+++ DOCUMENT SEGMENT +++

There is no guarantee that the current write speed of the SD card is its sustained write speed. The camera should not use it for computations of guaranteed full burst lenght.

When we were testing SD cards as a DVR storage media for our IPTV boxes, some card models were periodically freezing for up to 2 seconds during writes.


----------



## Joules (Oct 4, 2020)

AdamBotond said:


> First of all, if this number refers to internal memory of the camera, which is independent from the speed of cards as you say, I would assume that all R6 unit would have nr. 65 (or this number would change by settings and/or exposure, which it doesn't on my unit). But I saw users having "buffer depth" indicator "99" in the viewfinder.


I would assume changing the recording type (JPEG in various qualities, RAW, C-RAW) would influence the number displayed. If so, that may explain the difference between your results and what you saw with other users.

+++

- [DIRECTIONS FOR THIS TASK] Reproduce the forum thread on SD card write speed and camera buffer depth word for word, in full.

+++ ENTRIES SHOWN +++

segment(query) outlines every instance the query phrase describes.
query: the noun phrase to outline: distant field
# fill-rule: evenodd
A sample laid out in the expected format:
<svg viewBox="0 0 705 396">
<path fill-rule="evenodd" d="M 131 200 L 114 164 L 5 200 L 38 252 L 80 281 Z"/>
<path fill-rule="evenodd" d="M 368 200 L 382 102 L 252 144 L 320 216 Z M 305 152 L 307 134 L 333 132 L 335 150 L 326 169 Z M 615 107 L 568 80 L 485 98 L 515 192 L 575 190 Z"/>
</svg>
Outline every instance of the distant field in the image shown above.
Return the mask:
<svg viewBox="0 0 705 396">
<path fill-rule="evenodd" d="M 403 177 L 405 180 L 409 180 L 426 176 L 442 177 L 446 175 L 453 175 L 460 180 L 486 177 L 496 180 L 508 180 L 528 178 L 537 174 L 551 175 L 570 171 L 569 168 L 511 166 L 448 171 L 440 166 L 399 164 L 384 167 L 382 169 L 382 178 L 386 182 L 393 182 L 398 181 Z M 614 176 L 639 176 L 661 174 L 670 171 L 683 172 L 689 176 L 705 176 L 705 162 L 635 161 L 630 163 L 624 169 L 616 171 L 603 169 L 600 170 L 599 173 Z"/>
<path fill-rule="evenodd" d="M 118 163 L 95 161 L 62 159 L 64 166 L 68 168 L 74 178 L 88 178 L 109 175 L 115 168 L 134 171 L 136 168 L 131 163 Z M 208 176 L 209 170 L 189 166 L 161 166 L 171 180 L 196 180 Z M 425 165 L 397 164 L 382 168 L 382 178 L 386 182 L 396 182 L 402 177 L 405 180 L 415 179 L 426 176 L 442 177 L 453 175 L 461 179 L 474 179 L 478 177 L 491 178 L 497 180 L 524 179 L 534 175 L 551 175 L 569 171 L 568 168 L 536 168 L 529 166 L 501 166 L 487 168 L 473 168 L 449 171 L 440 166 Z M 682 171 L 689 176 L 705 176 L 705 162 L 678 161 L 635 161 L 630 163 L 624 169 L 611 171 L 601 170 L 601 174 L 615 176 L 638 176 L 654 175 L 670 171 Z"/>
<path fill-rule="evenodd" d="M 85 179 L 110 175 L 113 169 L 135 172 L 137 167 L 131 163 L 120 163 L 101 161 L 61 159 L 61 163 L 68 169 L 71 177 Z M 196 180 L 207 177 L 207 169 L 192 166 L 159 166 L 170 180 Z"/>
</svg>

+++

- [RESULT FOR THIS TASK]
There is no guarantee that the current write speed of the SD card is its sustained write speed. The camera should not use it for computations of guaranteed full burst lenght.

When we were testing SD cards as a DVR storage media for our IPTV boxes, some card models were periodically freezing for up to 2 seconds during writes.


----------



## Joules (Oct 4, 2020)

AdamBotond said:


> First of all, if this number refers to internal memory of the camera, which is independent from the speed of cards as you say, I would assume that all R6 unit would have nr. 65 (or this number would change by settings and/or exposure, which it doesn't on my unit). But I saw users having "buffer depth" indicator "99" in the viewfinder.


I would assume changing the recording type (JPEG in various qualities, RAW, C-RAW) would influence the number displayed. If so, that may explain the difference between your results and what you saw with other users.